** Stated task **
Convert every line of the entries below into a JSON list of strings, one string per line, skipping blank lines. Leave out any picture markers.

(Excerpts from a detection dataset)
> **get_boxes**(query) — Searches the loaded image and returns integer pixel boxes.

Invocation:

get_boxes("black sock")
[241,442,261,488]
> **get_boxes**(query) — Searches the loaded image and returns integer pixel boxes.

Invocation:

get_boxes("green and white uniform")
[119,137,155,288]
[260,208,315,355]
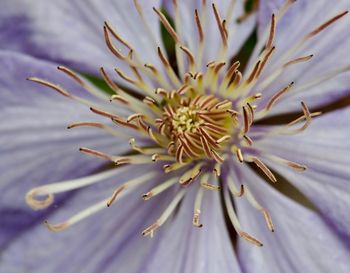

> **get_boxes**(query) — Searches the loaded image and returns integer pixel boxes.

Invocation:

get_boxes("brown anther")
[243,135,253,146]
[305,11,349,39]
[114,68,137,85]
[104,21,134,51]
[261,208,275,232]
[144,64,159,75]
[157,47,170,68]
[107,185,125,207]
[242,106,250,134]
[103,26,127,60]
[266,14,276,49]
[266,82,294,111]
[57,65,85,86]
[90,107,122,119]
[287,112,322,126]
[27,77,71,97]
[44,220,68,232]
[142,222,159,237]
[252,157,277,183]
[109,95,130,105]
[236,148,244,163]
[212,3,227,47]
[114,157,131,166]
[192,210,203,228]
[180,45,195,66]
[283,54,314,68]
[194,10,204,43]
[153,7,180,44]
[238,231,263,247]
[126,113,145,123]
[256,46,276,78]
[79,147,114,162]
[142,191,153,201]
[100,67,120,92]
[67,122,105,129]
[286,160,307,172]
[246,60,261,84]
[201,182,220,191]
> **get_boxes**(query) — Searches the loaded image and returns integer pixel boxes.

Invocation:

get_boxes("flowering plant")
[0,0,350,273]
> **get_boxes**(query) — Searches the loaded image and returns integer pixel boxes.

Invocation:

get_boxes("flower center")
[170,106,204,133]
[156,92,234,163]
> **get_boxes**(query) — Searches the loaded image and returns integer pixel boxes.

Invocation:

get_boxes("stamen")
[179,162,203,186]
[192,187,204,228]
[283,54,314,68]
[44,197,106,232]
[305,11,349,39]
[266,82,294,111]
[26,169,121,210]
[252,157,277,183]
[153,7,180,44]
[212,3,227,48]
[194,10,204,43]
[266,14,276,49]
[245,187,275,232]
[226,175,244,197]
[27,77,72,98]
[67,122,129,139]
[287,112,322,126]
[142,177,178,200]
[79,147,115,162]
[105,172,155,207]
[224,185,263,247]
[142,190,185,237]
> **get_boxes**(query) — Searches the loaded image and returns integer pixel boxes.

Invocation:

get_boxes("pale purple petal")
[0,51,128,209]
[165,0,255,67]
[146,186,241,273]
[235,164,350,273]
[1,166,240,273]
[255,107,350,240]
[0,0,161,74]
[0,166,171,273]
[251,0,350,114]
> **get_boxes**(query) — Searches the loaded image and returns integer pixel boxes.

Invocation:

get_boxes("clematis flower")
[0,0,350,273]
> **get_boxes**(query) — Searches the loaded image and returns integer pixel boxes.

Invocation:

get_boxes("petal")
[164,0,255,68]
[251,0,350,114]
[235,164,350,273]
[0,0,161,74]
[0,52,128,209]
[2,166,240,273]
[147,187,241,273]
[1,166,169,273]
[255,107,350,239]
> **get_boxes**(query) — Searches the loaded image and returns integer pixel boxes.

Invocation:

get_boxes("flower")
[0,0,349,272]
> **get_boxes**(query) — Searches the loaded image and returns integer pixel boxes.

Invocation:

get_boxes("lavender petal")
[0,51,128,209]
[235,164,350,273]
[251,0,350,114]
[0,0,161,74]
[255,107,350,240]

** Expected answer **
[
  "> **get_boxes**(query) — Searches the loaded image and returns integer pixel boxes.",
  "Invocation:",
  "get_boxes(\"black sock\")",
  "[241,442,261,488]",
  "> **get_boxes**(query) — Searches the loaded image and returns integer pixel boxes.",
  "Invocation:",
  "get_boxes(\"green and white uniform\")",
  "[119,137,155,288]",
  "[260,208,315,355]",
  "> **get_boxes**(query) — Searches the loaded image and returns integer pixel boxes.",
  "Invocation:",
  "get_boxes(\"brown anther\")",
  "[243,135,253,146]",
  "[305,11,349,39]",
  "[114,68,137,85]",
  "[104,21,134,51]",
  "[261,208,275,232]",
  "[144,64,159,75]",
  "[157,47,170,68]",
  "[107,185,125,207]",
  "[242,106,250,134]",
  "[103,26,127,60]",
  "[266,14,276,49]",
  "[266,82,294,111]",
  "[57,65,85,86]",
  "[90,107,122,119]",
  "[287,112,322,126]",
  "[27,77,71,97]",
  "[44,220,68,232]",
  "[142,222,159,237]",
  "[252,157,277,183]",
  "[109,95,130,105]",
  "[236,148,244,163]",
  "[212,3,227,47]",
  "[114,157,131,166]",
  "[192,210,203,228]",
  "[180,45,195,66]",
  "[283,54,314,68]",
  "[194,10,204,43]",
  "[153,7,180,44]",
  "[238,231,263,247]",
  "[126,113,145,123]",
  "[256,46,276,78]",
  "[79,147,114,162]",
  "[142,191,153,201]",
  "[100,67,120,92]",
  "[67,122,105,129]",
  "[286,160,307,172]",
  "[246,60,261,84]",
  "[201,182,220,191]",
  "> **get_boxes**(query) — Searches the loaded image and returns integer pixel boxes.",
  "Invocation:",
  "get_boxes(\"flowering plant\")",
  "[0,0,350,273]",
  "> **get_boxes**(query) — Searches the loaded image and returns integer pixel boxes.",
  "Invocation:",
  "get_boxes(\"flower center\")",
  "[170,106,204,133]",
  "[156,92,234,163]",
  "> **get_boxes**(query) — Searches the loaded image and returns integer pixel boxes.",
  "Invocation:",
  "get_boxes(\"stamen\")",
  "[179,162,203,186]",
  "[192,187,204,228]",
  "[283,54,314,68]",
  "[44,197,106,232]",
  "[305,11,349,39]",
  "[266,82,294,111]",
  "[26,169,121,210]",
  "[252,157,277,183]",
  "[153,7,180,44]",
  "[212,3,227,48]",
  "[194,10,204,43]",
  "[266,14,276,49]",
  "[245,187,275,232]",
  "[226,175,244,197]",
  "[27,77,72,98]",
  "[67,122,129,139]",
  "[287,112,322,126]",
  "[142,177,178,200]",
  "[79,147,115,162]",
  "[105,172,155,207]",
  "[224,185,263,247]",
  "[142,190,185,237]",
  "> **get_boxes**(query) — Searches the loaded image and returns integer pixel boxes.",
  "Invocation:",
  "get_boxes(\"pale purple petal\")",
  "[0,51,128,209]",
  "[165,0,255,67]",
  "[146,186,241,273]",
  "[235,164,350,273]",
  "[1,166,240,273]",
  "[255,107,350,240]",
  "[0,0,161,74]",
  "[0,166,171,273]",
  "[251,0,350,114]",
  "> **get_boxes**(query) — Searches the loaded image and returns integer pixel boxes.",
  "Invocation:",
  "get_boxes(\"clematis flower\")",
  "[0,0,350,273]",
  "> **get_boxes**(query) — Searches the loaded image and returns integer pixel boxes.",
  "Invocation:",
  "get_boxes(\"petal\")",
  "[164,0,255,68]",
  "[251,0,350,114]",
  "[235,164,350,273]",
  "[0,0,161,74]",
  "[0,52,128,209]",
  "[2,166,240,273]",
  "[147,187,241,273]",
  "[1,166,169,273]",
  "[255,107,350,239]",
  "> **get_boxes**(query) — Searches the loaded image and returns integer pixel boxes.",
  "Invocation:",
  "get_boxes(\"flower\")",
  "[0,0,349,272]",
  "> **get_boxes**(query) — Searches the loaded image and returns integer pixel boxes.",
  "Invocation:",
  "get_boxes(\"lavender petal\")",
  "[0,51,128,209]",
  "[235,164,350,273]",
  "[251,0,350,114]",
  "[0,0,161,74]",
  "[255,107,350,240]"
]